Given passage:
[start]

Fresh off a second national championship in three years, this was bound to happen. Jay Wright is a hot name. 

And according to the New York Daily News, the Knicks plan on reaching out to Wright about their vacant head coaching job. 

Just don’t expect Wright to be interested. 

The 56-year-old coach has been determined to build Villanova into a powerhouse since he took the head coaching gig way back in 2001 and he’s finally done that. On the surface, maybe some think that would be enough to make him want to take his coaching to the top league in the world. Not so fast. 

In a recent interview with The Athletic, Wright said pretty flatly that he’s staying at Villanova because he loves it there. 

“The NBA does intrigue me,” Wright said. “That challenge is appealing but it’s not worth giving up working with these guys. The whole thing is, to take a new challenge you have to give up what you have. I don’t want to give up what I have. Would I like to coach in the NBA? Yes. But I have to give this up in order to do that, and I don’t see that happening.”

In that interview, Wright talked about his time at Hofstra and quoted Jim Valvano, who once said, ‘Don’t mess with happy.’ That was true at Hofstra until the Villanova job came around, so maybe there’s a chance the Knicks could blow him away. It just doesn’t seem likely. 

The Knicks just fired head coach Jeff Hornacek after a 29-53 record in 2017. The Knicks haven’t had a winning record since 2012-13. 

The New York Daily News cites a source, who said the Knicks believe Wright would be a “perfect candidate for a rebuilding club.” The Knicks might be right, but don’t bet on them getting Wright.

[end]

Dataset content:

[start]

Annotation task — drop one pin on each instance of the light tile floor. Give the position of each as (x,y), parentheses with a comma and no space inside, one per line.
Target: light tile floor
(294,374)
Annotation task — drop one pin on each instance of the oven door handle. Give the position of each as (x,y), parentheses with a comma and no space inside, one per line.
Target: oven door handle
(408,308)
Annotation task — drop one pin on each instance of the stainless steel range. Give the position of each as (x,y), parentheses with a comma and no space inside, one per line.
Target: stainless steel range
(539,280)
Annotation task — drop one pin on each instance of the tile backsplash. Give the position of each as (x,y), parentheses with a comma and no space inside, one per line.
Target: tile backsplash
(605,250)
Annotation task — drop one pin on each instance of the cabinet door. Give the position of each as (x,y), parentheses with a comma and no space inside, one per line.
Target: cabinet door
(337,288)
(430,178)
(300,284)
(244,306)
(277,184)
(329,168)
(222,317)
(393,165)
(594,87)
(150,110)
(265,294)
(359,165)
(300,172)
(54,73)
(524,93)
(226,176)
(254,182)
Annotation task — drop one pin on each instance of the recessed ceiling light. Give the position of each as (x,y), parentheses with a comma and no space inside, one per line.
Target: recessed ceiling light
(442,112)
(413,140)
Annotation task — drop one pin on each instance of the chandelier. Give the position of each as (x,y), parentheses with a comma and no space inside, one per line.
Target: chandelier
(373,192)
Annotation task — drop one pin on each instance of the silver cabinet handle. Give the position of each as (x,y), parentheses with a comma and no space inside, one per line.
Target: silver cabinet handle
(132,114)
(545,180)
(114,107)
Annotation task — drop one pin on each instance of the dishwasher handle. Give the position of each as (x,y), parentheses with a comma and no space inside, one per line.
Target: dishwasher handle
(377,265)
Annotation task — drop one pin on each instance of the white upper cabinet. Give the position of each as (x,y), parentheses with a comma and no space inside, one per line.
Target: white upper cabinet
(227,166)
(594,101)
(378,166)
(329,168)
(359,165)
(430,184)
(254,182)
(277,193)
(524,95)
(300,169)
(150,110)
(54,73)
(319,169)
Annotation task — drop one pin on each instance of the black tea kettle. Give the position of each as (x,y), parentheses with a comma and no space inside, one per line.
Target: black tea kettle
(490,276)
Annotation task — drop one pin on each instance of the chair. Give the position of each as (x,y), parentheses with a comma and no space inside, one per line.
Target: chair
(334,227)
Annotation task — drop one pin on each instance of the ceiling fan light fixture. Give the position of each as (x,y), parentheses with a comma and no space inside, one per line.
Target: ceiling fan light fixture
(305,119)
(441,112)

[end]

Prompt: Return the text of the Jay Wright article between "And according to" and "to be interested.", inclusive, copied word for word.

Answer to this exercise:
And according to the New York Daily News, the Knicks plan on reaching out to Wright about their vacant head coaching job. 

Just don’t expect Wright to be interested.